WHAT IS NEEDED:
The required output is the exact sequence of lines from the line holding "Note: for every instance of the swing rope, put" to the end of the records, inclusive.

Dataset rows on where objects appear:
-- Begin --

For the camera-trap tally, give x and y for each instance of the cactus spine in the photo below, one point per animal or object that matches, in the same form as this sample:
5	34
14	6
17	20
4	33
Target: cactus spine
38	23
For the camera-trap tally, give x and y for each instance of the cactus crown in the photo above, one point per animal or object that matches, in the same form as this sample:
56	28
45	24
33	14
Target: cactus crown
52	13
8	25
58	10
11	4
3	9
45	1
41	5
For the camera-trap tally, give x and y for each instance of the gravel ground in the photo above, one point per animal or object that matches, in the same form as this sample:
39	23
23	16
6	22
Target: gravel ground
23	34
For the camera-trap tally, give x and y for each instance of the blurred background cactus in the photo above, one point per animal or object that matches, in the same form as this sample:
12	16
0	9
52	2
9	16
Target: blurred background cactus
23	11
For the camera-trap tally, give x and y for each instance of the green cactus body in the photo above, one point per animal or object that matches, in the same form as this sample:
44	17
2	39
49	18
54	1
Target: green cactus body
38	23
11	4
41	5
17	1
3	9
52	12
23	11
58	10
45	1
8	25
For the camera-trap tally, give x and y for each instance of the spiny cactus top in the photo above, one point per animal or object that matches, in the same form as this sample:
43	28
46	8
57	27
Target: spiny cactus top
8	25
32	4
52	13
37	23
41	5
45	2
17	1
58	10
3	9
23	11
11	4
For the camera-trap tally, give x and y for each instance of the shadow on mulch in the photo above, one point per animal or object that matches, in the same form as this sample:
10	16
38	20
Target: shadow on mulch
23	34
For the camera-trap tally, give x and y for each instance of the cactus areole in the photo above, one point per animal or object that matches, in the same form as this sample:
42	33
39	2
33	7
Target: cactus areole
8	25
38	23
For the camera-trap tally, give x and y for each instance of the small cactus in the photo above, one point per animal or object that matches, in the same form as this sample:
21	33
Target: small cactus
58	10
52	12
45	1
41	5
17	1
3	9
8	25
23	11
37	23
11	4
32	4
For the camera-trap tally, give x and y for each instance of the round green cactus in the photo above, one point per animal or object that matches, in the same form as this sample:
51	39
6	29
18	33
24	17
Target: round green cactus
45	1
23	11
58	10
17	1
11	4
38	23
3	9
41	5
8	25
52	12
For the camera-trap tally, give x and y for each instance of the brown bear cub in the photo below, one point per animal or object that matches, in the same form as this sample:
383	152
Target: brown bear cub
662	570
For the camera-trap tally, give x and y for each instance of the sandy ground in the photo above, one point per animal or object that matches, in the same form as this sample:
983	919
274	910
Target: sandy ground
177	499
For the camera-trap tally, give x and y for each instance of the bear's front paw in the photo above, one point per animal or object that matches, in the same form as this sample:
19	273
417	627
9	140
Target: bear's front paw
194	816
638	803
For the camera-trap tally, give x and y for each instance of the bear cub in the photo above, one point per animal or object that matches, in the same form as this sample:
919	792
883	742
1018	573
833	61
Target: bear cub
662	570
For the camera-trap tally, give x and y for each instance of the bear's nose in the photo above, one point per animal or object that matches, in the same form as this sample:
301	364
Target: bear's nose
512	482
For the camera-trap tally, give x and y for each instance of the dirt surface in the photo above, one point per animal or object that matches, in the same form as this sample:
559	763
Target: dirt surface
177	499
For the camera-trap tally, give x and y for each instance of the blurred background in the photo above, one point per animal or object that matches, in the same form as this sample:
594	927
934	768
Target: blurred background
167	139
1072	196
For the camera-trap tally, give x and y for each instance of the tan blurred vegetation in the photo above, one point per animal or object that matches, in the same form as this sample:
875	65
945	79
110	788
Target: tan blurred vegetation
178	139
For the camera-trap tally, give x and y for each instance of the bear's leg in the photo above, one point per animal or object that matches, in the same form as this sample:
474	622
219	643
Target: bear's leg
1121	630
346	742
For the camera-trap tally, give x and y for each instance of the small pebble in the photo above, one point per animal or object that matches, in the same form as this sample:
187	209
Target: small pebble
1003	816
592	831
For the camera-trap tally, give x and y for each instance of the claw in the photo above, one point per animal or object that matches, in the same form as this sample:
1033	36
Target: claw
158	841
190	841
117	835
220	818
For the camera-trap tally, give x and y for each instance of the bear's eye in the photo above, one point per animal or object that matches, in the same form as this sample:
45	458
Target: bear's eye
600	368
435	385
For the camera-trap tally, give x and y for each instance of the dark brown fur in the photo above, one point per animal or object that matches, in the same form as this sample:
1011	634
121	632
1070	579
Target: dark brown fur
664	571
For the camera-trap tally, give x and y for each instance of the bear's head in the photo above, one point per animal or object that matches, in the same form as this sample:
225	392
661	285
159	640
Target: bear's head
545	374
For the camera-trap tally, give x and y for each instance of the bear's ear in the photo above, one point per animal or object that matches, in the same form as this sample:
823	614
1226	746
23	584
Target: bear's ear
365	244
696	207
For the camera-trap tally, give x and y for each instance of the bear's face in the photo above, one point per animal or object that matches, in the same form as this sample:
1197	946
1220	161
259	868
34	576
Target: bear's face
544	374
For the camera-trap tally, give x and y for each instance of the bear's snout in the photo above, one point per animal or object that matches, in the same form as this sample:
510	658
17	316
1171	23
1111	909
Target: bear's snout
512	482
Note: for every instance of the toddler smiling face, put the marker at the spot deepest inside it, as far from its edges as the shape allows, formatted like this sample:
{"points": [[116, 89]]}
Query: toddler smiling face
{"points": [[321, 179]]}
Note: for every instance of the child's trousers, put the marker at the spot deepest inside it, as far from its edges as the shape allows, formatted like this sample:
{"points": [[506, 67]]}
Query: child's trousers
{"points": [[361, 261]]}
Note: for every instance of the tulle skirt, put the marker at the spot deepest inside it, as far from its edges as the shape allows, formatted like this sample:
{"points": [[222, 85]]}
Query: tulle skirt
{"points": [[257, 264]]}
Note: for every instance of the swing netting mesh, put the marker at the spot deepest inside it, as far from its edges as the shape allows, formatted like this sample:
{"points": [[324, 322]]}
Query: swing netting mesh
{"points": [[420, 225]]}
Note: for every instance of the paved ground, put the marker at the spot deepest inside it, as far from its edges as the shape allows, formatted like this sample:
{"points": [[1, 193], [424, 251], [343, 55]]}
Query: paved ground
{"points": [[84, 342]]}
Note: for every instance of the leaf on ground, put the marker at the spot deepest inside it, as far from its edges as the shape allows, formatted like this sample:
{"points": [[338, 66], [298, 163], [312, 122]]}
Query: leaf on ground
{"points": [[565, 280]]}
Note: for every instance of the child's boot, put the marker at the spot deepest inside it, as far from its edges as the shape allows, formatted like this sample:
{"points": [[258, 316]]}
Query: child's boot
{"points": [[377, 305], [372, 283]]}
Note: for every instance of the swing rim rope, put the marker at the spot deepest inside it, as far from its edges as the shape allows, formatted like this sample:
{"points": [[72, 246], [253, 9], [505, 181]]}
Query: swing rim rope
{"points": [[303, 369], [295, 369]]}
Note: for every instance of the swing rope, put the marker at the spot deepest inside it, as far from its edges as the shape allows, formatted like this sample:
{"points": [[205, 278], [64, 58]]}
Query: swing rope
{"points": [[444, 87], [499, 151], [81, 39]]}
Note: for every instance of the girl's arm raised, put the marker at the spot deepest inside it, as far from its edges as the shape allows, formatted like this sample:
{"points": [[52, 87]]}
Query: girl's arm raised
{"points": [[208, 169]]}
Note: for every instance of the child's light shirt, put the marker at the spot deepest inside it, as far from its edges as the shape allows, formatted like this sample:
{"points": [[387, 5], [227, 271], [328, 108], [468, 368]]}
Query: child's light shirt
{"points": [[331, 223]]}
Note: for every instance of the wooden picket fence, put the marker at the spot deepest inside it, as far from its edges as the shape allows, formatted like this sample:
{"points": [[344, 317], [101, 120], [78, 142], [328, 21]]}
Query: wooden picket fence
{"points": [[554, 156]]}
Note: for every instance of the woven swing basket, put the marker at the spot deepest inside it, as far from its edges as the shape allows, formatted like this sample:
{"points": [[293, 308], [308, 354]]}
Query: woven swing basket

-- End --

WRITTEN RESPONSE:
Note: for every instance of the swing rope, put the marker at the spot deepest inside it, as far from its edges as the shape allows, formatted like this sample:
{"points": [[205, 278], [64, 58]]}
Query: swing rope
{"points": [[444, 87], [499, 151], [81, 39]]}
Note: for every instance of the girl's arm raised, put the marker at the spot deepest inside it, as far from its edges as the shape allows, formatted like this sample:
{"points": [[52, 87]]}
Query: girl's arm raised
{"points": [[208, 169]]}
Note: for every instance of the child's light shirt, put the marker at the spot deepest inside it, as far from its edges as the shape allows, formatted like this sample:
{"points": [[387, 5], [227, 271], [328, 108], [468, 368]]}
Query: child's light shirt
{"points": [[331, 223]]}
Note: for every instance of the wooden picket fence, put the marker at the spot deepest inside it, as far from its edges as the shape allows, formatted like this sample:
{"points": [[344, 317], [101, 120], [78, 142], [328, 21]]}
Query: wooden picket fence
{"points": [[554, 156]]}
Note: for every instance of the woven swing basket, put the marker at the spot deepest inside it, as far from its edges as the shape allows, formatted like this sample:
{"points": [[293, 308], [308, 354]]}
Query: woven swing basket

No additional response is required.